# Directions for this task:
Extract every line of the records that contains the string "member", copying each line in full. The match is case-sensitive.
--------------------
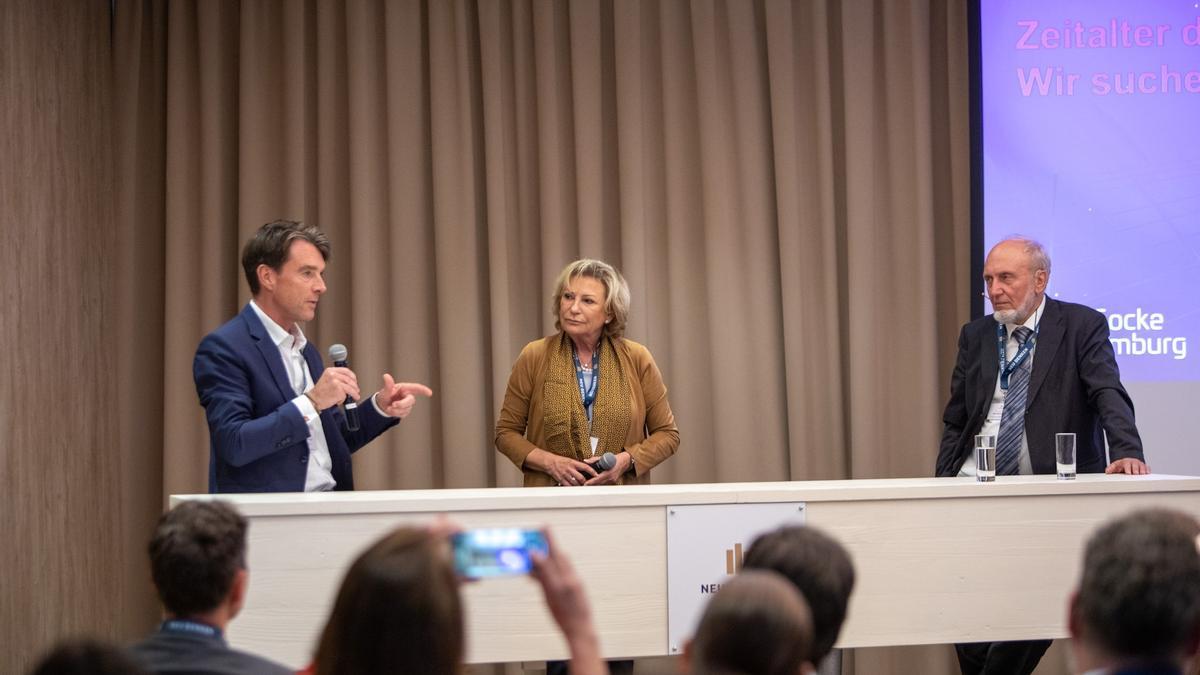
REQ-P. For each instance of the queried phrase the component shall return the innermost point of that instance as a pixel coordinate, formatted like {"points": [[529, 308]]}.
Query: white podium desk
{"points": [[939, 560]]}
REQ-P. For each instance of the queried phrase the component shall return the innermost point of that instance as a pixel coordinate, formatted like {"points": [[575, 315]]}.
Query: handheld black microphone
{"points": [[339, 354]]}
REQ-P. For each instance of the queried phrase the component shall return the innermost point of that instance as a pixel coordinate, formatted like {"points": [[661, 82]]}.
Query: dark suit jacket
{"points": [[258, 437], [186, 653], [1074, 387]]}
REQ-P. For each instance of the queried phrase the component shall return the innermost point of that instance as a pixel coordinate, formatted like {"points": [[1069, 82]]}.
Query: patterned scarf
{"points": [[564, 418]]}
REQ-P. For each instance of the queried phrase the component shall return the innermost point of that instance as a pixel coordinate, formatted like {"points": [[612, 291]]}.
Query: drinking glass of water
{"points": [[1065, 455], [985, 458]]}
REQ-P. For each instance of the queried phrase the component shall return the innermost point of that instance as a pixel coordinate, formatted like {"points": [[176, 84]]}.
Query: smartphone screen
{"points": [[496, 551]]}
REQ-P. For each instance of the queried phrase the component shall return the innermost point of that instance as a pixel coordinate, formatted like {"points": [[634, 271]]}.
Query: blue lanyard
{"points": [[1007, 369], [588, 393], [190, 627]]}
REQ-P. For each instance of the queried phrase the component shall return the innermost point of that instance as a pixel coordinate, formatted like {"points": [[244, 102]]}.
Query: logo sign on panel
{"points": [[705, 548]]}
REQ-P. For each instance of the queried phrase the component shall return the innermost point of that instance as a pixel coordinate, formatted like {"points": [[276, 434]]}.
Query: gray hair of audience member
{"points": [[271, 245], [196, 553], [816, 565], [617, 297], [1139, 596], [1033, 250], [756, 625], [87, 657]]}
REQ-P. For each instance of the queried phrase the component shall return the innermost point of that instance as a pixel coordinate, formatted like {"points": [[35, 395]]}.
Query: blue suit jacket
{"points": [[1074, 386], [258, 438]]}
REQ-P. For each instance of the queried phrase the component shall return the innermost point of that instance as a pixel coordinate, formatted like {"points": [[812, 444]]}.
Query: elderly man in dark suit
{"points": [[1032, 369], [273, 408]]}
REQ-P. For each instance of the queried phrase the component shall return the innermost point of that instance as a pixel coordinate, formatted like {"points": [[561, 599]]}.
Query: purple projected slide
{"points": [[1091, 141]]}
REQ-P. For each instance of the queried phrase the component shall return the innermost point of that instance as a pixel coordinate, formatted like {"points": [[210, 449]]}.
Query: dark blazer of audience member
--------------------
# Finished answer:
Query: gray hair of audience member
Query: dark blazer of audience member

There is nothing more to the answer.